-------- Passage

Posted in History n Theory

POINT: alternatives

In starting out this point essay on the recent Alternatives section we have completed, I decided to look up the definition of “Alternative” from The New Oxford American Dictionary.

Alternative:
Adjective: of or relating to behavior that is considered unconventional and is often seen as a challenge to traditional norms
Noun:  one of two or more available possibilities

One can see by the readings and the lectures, that this unit was definitely labeled appropriately.  Taking the knowledge we had from the ancient forms from Greece, Rome and Egypt and seeing how they have been transformed, or altered, to the modern times of the Renaissance during the 14th to 17th century.  It has been said many times in lecture that we are still in the Renaissance, but for the purpose of this essay, I am focusing on the time period stated above.

Beginning with Egypt, we have learned that they had established the axis and used them in their designing of their architecture.  They used their columns to tell a story to keep their society alive throughout history.  In Greece, they began the design of the early Temples, called a Megaton.  In this design, they included a porch, hearth and a court.  The Greeks had a command for asymmetrical balance and making things all appear ideal.  Romans kept many of the design elements from Greece, however they brought in more of a mathematical way of designing and they began the grid city patterns.  Knowing these basic ideas from each culture, we move forward to the Renaissance and the questions, “How do you take the stuff from the past and make it your own for the future?”(1)

Tempietto of San Pietro

This can be seen in the building of Tempietto of San Pietro · Montorio, Rome, Italy 1502. This is said to be the perfect temple, taking ancient world buildings and perfecting them into this 16’ wide family chapel. As seen from the image provided (2), many ancient design ideas were altered to what is believed to be perfect for this time period.  Unlike Greek columns, You will not see writings on these columns.  The use of domes, columns and materials are very similar to  ancient counterparts, but this is not for the public.  It is a sacred, family space for worship.

----------------

**Written task:** Retype the essay word for word, from "POINT: alternatives" up to and including "period stated above.".

-------- Stored records

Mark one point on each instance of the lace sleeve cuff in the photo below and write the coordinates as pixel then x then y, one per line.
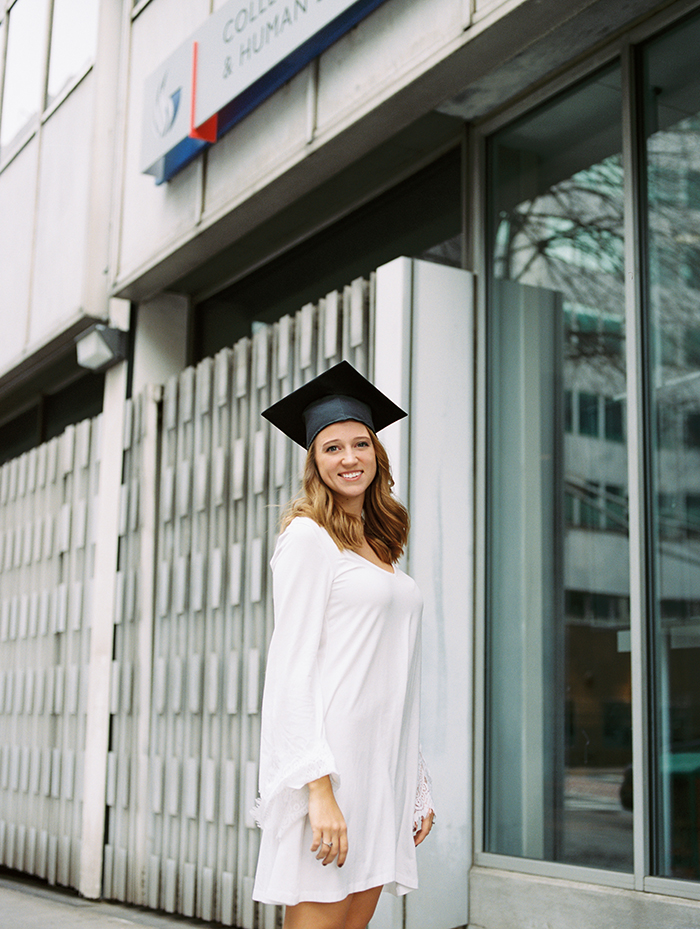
pixel 285 798
pixel 424 794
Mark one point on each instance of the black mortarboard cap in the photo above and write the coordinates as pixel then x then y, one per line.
pixel 337 395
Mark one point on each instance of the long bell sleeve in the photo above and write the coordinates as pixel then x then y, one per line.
pixel 424 794
pixel 293 748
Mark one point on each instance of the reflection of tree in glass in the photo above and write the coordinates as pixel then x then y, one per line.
pixel 570 239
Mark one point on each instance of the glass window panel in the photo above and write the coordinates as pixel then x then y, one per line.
pixel 558 734
pixel 588 409
pixel 672 110
pixel 73 42
pixel 24 67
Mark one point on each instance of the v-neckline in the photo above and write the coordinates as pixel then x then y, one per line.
pixel 391 573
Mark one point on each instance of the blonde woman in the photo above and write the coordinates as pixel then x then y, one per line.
pixel 344 793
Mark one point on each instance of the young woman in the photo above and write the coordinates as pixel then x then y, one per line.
pixel 344 794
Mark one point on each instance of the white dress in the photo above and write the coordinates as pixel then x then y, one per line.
pixel 342 691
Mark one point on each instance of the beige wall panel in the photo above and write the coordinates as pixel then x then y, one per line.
pixel 153 216
pixel 272 136
pixel 367 63
pixel 17 186
pixel 61 230
pixel 507 900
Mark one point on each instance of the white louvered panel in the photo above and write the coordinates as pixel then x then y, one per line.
pixel 207 895
pixel 14 618
pixel 33 613
pixel 80 524
pixel 175 676
pixel 172 786
pixel 357 313
pixel 181 584
pixel 209 775
pixel 256 570
pixel 212 683
pixel 253 681
pixel 330 325
pixel 259 461
pixel 201 482
pixel 76 606
pixel 216 567
pixel 27 543
pixel 18 706
pixel 58 689
pixel 229 796
pixel 170 891
pixel 236 573
pixel 184 488
pixel 194 684
pixel 24 763
pixel 46 760
pixel 219 480
pixel 232 683
pixel 188 885
pixel 134 503
pixel 64 528
pixel 307 317
pixel 23 624
pixel 164 588
pixel 111 789
pixel 61 608
pixel 55 791
pixel 156 778
pixel 197 582
pixel 222 376
pixel 187 381
pixel 167 494
pixel 45 605
pixel 159 685
pixel 29 684
pixel 238 477
pixel 226 915
pixel 153 890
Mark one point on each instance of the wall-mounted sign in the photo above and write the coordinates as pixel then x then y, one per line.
pixel 237 58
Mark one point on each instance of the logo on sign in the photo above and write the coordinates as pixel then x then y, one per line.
pixel 166 107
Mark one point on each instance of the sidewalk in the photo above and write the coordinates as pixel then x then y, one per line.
pixel 29 904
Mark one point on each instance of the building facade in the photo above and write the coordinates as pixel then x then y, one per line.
pixel 492 207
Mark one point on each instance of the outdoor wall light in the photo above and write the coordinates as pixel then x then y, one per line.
pixel 100 346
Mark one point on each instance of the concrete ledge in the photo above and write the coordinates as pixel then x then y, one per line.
pixel 510 900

----------------

**Exercise response:**
POINT: alternatives

In starting out this point essay on the recent Alternatives section we have completed, I decided to look up the definition of “Alternative” from The New Oxford American Dictionary.

Alternative:
Adjective: of or relating to behavior that is considered unconventional and is often seen as a challenge to traditional norms
Noun:  one of two or more available possibilities

One can see by the readings and the lectures, that this unit was definitely labeled appropriately.  Taking the knowledge we had from the ancient forms from Greece, Rome and Egypt and seeing how they have been transformed, or altered, to the modern times of the Renaissance during the 14th to 17th century.  It has been said many times in lecture that we are still in the Renaissance, but for the purpose of this essay, I am focusing on the time period stated above.